═════ STUDY MATERIAL ═════

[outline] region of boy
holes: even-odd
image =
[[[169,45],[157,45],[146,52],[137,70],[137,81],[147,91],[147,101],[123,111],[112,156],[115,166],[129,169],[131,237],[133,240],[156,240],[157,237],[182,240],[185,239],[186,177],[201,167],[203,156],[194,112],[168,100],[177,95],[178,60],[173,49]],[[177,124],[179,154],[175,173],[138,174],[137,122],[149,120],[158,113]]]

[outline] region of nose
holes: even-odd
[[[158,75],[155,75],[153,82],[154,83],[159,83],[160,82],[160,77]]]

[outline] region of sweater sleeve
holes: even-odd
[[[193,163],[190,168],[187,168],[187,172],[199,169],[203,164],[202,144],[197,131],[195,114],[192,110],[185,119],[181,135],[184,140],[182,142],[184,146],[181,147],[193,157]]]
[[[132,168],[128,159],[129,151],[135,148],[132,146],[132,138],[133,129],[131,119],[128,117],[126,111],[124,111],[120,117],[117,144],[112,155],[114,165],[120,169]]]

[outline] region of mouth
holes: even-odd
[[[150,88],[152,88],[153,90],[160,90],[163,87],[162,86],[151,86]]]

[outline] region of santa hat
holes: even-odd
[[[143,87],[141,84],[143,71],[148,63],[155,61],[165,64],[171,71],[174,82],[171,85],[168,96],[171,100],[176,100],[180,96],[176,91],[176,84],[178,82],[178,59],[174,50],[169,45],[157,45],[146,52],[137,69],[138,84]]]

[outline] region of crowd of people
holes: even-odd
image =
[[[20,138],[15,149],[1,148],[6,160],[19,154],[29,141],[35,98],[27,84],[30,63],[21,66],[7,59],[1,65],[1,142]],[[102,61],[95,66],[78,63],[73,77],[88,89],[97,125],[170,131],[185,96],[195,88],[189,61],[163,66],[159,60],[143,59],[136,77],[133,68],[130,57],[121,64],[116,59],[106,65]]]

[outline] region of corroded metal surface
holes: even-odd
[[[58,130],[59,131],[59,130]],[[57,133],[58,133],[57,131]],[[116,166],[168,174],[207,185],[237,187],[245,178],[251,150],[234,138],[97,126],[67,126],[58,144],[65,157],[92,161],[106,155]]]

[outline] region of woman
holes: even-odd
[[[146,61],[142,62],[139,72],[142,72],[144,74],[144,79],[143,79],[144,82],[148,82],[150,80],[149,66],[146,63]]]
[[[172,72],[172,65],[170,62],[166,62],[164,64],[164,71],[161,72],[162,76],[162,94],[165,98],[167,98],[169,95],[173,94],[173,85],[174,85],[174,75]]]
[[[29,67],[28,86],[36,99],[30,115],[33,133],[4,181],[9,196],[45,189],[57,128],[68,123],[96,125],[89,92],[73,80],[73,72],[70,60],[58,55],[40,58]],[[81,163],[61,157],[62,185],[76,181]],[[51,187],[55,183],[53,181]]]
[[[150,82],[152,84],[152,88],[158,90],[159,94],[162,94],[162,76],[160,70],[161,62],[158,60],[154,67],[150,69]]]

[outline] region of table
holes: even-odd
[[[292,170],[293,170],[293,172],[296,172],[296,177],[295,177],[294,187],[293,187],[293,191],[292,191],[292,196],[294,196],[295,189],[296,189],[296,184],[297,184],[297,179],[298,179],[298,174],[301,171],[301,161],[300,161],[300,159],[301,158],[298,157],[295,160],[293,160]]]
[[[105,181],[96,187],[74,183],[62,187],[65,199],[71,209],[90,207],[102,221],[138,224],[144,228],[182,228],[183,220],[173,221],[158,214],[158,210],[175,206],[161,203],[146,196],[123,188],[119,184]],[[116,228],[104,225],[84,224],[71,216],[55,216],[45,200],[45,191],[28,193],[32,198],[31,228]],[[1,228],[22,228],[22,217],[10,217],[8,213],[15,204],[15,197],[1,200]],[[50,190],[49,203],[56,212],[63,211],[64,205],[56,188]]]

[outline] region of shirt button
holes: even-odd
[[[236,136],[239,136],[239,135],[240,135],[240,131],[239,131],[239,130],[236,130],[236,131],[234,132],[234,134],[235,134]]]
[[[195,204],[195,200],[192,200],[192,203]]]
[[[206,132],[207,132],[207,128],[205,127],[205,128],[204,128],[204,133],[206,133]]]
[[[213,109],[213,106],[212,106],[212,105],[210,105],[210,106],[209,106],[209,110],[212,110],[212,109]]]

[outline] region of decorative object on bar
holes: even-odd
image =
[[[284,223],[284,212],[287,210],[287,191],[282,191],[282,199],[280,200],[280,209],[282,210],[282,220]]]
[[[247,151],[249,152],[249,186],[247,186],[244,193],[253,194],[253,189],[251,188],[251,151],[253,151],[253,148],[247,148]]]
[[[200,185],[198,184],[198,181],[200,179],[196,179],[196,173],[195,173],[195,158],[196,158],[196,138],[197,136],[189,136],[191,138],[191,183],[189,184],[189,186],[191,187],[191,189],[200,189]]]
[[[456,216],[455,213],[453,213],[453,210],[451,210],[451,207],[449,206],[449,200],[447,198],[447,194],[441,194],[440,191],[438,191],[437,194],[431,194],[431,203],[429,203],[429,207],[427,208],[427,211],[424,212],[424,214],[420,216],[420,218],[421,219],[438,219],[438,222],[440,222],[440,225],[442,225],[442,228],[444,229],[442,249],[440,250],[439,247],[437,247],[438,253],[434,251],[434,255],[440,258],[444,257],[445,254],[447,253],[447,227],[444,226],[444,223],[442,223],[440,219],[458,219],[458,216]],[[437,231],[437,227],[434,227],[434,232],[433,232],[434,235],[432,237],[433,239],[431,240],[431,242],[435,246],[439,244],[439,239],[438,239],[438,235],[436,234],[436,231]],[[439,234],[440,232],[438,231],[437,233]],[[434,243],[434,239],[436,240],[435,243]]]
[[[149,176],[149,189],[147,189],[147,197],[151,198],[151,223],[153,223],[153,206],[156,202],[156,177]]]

═════

# ABOUT THIS TASK:
Count each line above where the string "region" occurs. Give the number only.

# TASK RESPONSE:
11